== Set problem ==
In the Windows servicing text, rename "deployment rings" to "rollout rings" and write the passage out again, starting with "Wow, the environment" and going on through "the deployment rings.".

+++ Extract to read

As your business processes have evolved to become more agile and demand greater responsiveness, a servicing strategy that operates as a continual process (vs. the old project-based approach) is a real asset. In the past, it was common to hear things like, “Our corporate standard is Windows 7 SP1.” In a process-focused approach, IT organizations focus more on points in time and not typically a single version of anything. Instead of formalizing a standard of Windows 10, version X and Office 365 Pro Plus, version Y, successful adopters I work with tell me something like this:

  • “Our early IT and exploratory users are on the Insider Preview for the upcoming release, looking at new features and testing some of the new management and security capabilities.”
  • “Our pilot group is running on current builds for everything and most of the pilot business users are in our early Office ring, running the Monthly Targeted Channel.”
  • “The largest portion of our production use is on the current branch (Semi-Annual Channel), with updates rolling between 30 and 90 days of release, usually complete by 90 days. Most of these users are also semi-annual channel for Office 365 Pro Plus.”
  • “Our sensitive devices and more complex systems may still be on a previous, but still supported release and will update before support ends, but not on the same aggressive schedule.”

Wow, the environment isn’t standardized on one version? Wait, how do you manage that? In speaking with customers who have successfully changed their internal IT culture by moving from project to process, we’ve learned that one of the keys to a successful, more self-service, peer-support-driven model is to create deployment rings for Windows 10 feature updates, and the adoption and use of data driven insights and analysis, in conjunction with the deployment rings.

With deployment rings, you first want to assign a pool, or ring. of early adopters to receive new builds first (and often early) to validate services, experiences, and applications. These early adopters serve as “champions,” and are valuable assets to any IT organization as they generate data and feedback for a feature update before the update is deployed broadly across the organization.

++++++
+++ Data entries

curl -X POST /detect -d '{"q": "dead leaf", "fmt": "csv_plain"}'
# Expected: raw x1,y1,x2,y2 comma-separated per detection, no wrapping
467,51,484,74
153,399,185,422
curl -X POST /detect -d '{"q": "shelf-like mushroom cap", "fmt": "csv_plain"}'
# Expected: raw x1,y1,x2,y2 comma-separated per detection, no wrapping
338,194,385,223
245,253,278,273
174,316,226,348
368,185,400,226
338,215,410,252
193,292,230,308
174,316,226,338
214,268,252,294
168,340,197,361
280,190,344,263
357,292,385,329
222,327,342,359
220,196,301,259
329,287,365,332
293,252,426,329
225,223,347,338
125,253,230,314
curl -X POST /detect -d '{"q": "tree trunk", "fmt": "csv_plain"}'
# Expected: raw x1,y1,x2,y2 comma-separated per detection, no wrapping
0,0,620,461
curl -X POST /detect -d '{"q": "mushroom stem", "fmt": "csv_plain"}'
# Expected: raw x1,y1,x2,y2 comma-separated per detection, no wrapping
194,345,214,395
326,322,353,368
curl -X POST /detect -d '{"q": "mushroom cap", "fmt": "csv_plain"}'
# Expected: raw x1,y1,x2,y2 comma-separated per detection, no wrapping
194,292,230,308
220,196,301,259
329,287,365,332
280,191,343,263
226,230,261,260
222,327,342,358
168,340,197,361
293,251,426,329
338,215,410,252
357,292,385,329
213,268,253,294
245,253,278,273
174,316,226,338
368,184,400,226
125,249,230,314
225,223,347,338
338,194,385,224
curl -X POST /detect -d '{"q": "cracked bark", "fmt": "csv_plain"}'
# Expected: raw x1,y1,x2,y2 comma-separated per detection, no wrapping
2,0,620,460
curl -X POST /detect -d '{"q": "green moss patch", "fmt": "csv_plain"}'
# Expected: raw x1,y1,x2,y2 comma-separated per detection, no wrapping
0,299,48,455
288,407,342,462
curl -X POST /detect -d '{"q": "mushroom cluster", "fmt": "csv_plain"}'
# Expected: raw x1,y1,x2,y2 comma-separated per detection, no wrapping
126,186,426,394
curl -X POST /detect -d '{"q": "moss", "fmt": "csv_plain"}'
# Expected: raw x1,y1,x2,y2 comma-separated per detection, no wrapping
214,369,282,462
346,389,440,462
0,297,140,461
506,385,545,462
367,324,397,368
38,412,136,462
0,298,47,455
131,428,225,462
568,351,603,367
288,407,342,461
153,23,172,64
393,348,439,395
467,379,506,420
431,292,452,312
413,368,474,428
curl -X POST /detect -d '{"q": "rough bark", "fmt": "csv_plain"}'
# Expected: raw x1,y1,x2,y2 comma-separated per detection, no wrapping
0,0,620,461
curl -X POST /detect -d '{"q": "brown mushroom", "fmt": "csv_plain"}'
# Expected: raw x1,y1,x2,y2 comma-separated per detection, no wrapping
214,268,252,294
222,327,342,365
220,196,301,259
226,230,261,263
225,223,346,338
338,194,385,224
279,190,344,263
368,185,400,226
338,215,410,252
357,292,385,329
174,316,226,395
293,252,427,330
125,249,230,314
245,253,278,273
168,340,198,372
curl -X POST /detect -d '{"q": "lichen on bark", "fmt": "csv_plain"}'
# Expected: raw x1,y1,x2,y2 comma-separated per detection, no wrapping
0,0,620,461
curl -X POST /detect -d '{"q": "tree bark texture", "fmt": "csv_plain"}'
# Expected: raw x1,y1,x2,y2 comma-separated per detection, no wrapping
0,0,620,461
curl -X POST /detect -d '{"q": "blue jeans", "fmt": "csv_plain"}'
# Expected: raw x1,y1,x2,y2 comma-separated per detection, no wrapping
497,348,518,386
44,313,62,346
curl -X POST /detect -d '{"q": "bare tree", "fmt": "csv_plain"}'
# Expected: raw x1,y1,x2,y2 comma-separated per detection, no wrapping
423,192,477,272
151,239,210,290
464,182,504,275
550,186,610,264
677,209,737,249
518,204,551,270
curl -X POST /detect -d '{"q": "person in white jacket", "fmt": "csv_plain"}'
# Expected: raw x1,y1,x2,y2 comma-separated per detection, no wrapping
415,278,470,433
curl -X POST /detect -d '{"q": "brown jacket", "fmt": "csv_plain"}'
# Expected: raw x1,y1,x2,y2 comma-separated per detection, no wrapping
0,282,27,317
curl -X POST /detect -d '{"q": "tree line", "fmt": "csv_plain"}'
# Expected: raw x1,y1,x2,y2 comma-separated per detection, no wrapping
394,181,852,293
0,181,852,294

++++++

== Result of the exercise ==
Wow, the environment isn’t standardized on one version? Wait, how do you manage that? In speaking with customers who have successfully changed their internal IT culture by moving from project to process, we’ve learned that one of the keys to a successful, more self-service, peer-support-driven model is to create rollout rings for Windows 10 feature updates, and the adoption and use of data driven insights and analysis, in conjunction with the rollout rings.